**EXERCISE BRIEF:** All that belongs in the answer is the lines from the one containing "Query: palm tree" to the end of the listing below, copied exactly, pictures excluded.

= = =

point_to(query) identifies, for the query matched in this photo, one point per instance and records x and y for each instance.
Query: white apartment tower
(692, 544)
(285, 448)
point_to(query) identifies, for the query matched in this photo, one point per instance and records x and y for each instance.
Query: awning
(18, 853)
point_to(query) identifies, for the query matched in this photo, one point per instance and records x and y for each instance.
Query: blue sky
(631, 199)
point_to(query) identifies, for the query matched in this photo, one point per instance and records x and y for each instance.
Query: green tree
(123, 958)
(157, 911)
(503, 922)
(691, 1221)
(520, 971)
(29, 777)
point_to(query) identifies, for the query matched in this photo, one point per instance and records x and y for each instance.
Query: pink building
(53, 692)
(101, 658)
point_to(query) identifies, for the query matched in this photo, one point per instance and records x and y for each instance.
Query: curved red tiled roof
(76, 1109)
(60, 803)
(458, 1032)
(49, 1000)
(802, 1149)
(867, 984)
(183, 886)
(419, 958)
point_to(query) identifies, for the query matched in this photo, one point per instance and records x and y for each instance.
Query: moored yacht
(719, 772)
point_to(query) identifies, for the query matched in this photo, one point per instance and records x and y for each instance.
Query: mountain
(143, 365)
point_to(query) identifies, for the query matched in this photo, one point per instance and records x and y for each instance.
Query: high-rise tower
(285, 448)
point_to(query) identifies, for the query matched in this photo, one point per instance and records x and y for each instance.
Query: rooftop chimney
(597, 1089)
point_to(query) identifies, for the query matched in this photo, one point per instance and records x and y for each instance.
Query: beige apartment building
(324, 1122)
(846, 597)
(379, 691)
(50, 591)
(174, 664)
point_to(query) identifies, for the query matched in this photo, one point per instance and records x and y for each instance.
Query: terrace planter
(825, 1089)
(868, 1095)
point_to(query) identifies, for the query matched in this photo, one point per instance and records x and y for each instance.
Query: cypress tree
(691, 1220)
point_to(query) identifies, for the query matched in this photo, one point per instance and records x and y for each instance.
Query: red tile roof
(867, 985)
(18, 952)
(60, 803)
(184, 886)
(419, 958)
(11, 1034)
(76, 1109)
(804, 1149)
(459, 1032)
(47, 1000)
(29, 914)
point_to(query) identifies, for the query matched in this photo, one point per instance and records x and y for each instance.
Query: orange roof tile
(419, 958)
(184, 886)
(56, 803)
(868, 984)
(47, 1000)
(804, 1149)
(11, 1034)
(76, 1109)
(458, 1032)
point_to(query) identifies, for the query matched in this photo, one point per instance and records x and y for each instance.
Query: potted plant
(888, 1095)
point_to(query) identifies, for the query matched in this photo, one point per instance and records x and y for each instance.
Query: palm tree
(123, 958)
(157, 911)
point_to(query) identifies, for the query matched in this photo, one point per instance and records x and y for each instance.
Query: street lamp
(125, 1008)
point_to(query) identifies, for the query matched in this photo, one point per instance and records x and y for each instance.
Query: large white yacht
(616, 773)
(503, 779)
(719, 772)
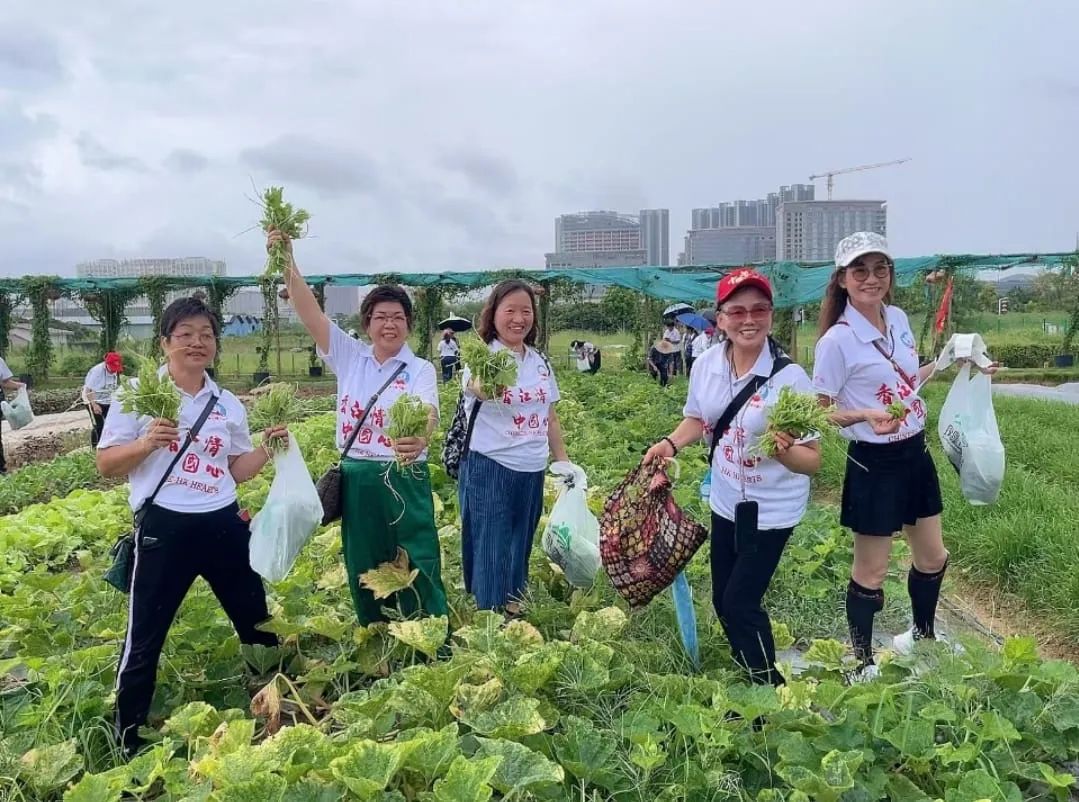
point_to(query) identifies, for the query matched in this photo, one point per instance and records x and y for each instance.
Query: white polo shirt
(359, 377)
(511, 430)
(848, 367)
(781, 495)
(101, 382)
(201, 481)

= = =

**YOUR RESPONSE:**
Query: palm tree
(123, 958)
(157, 911)
point_to(query) identifies, for the query matched in this photo, one point per instance and records x and y for each instance.
Query: street lamp
(125, 1008)
point_to(query) identifies, for the query matched in this photo, one point per instance and records x and y for each instance.
Query: large white yacht
(616, 773)
(503, 779)
(719, 772)
point_to(query) identifies, for the query matched in this photo, one point per instance and records x and y for each instance.
Query: white polo shirt
(359, 377)
(511, 430)
(848, 367)
(781, 495)
(101, 382)
(201, 481)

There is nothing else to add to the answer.